- READING TEXT -
Loaded 'Shotgun'

A blogosphere bitchslap catches 'Shotgun Stories' in its crossfire

Loaded 'Shotgun'

There's a critic bitchslap going on in the blogosphere, and Austinite Jeff Nichols is caught in the crossfire. It kicked off when NY Press film critic Armond White – who's (in)famous for strong opinions, fighting words, and the occasional certifiableness – umbrella'ed Nichols' widely praised but mostly unseen film Shotgun Stories into a larger screed about the state of film criticism today.

White is entirely complimentary of Shotgun Stories (which premiered at last year's Austin Film Festival); in fact, he argues it "should have rocked film culture." He continues:

"Being a non-hipster film meant that Shotgun Stories was off established critics’ radar screens. Even I, shamefacedly, only caught up after it had opened; but it’s been the most resonant American movie so far this year."

Would he kept it at that.

- PROBLEM -
Copy out the article about Shotgun Stories word for word, from its first line to its last.

- PROVIDED MATERIAL -

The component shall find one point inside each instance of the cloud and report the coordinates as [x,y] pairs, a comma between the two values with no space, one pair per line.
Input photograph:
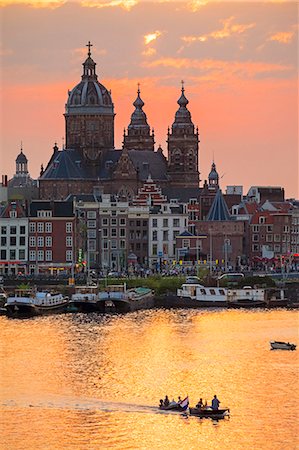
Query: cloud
[282,37]
[195,5]
[229,29]
[125,4]
[52,4]
[148,38]
[215,69]
[150,51]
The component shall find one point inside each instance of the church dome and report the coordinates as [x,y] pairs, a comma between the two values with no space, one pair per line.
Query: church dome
[21,158]
[213,175]
[138,117]
[89,96]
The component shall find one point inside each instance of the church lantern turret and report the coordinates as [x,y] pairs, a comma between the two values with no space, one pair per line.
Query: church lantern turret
[21,164]
[89,115]
[139,136]
[183,144]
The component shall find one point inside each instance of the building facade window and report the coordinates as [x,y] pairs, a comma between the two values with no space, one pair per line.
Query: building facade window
[91,214]
[48,227]
[69,241]
[69,227]
[32,227]
[40,227]
[48,241]
[69,255]
[40,241]
[22,254]
[48,255]
[32,241]
[91,234]
[13,230]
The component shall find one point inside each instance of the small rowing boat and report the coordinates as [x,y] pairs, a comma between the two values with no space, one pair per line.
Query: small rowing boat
[277,345]
[209,413]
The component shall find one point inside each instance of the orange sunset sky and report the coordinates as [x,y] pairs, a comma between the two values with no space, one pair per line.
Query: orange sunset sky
[239,61]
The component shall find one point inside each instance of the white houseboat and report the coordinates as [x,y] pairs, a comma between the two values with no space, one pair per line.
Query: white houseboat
[28,303]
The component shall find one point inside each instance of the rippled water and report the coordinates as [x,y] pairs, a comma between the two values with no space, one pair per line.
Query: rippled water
[88,381]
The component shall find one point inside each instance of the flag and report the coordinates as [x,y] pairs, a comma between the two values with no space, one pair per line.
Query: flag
[184,403]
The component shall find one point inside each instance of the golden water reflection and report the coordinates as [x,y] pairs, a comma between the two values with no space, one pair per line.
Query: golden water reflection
[90,382]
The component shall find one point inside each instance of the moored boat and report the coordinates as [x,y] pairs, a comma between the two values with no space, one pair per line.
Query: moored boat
[279,345]
[25,302]
[120,299]
[85,298]
[247,297]
[195,295]
[209,413]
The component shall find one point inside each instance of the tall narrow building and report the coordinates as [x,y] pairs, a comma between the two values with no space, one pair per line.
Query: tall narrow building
[183,143]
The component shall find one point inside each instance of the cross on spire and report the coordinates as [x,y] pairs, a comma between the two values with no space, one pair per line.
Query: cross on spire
[89,45]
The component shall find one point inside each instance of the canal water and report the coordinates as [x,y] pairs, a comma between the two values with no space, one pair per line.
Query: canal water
[86,381]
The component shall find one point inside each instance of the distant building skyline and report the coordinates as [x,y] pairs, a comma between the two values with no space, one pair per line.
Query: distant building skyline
[240,72]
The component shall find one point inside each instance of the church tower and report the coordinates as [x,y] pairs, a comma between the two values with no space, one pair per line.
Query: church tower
[213,178]
[183,147]
[22,164]
[139,136]
[89,115]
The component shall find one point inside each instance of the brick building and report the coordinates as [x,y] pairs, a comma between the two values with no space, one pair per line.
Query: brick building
[52,230]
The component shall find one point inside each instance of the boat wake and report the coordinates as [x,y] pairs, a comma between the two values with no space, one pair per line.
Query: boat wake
[83,404]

- WRITTEN SOLUTION -
Loaded 'Shotgun'

A blogosphere bitchslap catches 'Shotgun Stories' in its crossfire

Loaded 'Shotgun'

There's a critic bitchslap going on in the blogosphere, and Austinite Jeff Nichols is caught in the crossfire. It kicked off when NY Press film critic Armond White – who's (in)famous for strong opinions, fighting words, and the occasional certifiableness – umbrella'ed Nichols' widely praised but mostly unseen film Shotgun Stories into a larger screed about the state of film criticism today.

White is entirely complimentary of Shotgun Stories (which premiered at last year's Austin Film Festival); in fact, he argues it "should have rocked film culture." He continues:

"Being a non-hipster film meant that Shotgun Stories was off established critics’ radar screens. Even I, shamefacedly, only caught up after it had opened; but it’s been the most resonant American movie so far this year."

Would he kept it at that.